LE SYNDROME DU COMPLEXE IMPORTÉ
Rien à faire ! Ce condisciple de lycée a un faible pour tout ce qui est acheté à l’étranger. Dès qu’il dépasse Kidira, en allant vers la frontière avec le Mali, il est prêt à se payer une paire de sandales pourvu qu’il puisse dire : « Je l’ai acheté au Mali ».
Croyez- moi, un jour, il a voulu acquérir, dans un des pays limitrophes du Sénégal, un fût pour servir de réserve d’eau dans un contexte où les pénuries tenaient les ménages à sec. Un autre jour, c’est une pacotille de la gamme électronique. Un autre ami s’y est opposé parce qu’ayant fini par déceler le symptôme de l’extraversion à tout va. Mon condisciple n’est pas le seul dans ce cas.
Il y a quelques années, le code des branchés tournait autour d’un mot : « Youzba », pour dire « USA ». Un jean venu du pays de l’Oncle Sam était comme un tapis de prière pour les convertis à la religion du capitalisme dans ses attraits culturels.
La belle époque de «501» (Five One) ou « Jean & Co » était celui d’une toile de couleur bleue ou noire pour « Boy Disco ». Le goût portait une signature ostentatoire : il fallait relever la chemise pour faire apparaître la marque. Avec des élans de vantardise sur les rayons du soleil produisant un éclat au contact du fer argenté.
Beaucoup de commerçants ont fait fortune à la faveur de ce complexe de l’article venu d’ailleurs. Un conteneur rempli de babioles, des prix gratifiants pour les importateurs et le compte est bon.
Le fait est si marquant que dans les magasins, nous entendrons les ouvriers et les commerçants se lancer dans des échanges entre initiés. Pour des carreaux ou pour des accessoires électriques, vous entendrez parler de « français-bi », « italien-bi », « allemand-bi », « espagnol-bi », « chinois-bi »...

* * *

**Détails de la consigne**
Recopiez fidèlement le passage du texte ci-dessus sur le goût des produits importés qui s'ouvre sur les mots contenant « Croyez- moi, un » et se clôt sur « dans ce cas. ».

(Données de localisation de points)

* * *

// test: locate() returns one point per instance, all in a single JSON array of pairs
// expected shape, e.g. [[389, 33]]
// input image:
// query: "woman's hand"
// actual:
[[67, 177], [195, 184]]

* * *

**Réponse attendue**
Croyez- moi, un jour, il a voulu acquérir, dans un des pays limitrophes du Sénégal, un fût pour servir de réserve d’eau dans un contexte où les pénuries tenaient les ménages à sec. Un autre jour, c’est une pacotille de la gamme électronique. Un autre ami s’y est opposé parce qu’ayant fini par déceler le symptôme de l’extraversion à tout va. Mon condisciple n’est pas le seul dans ce cas.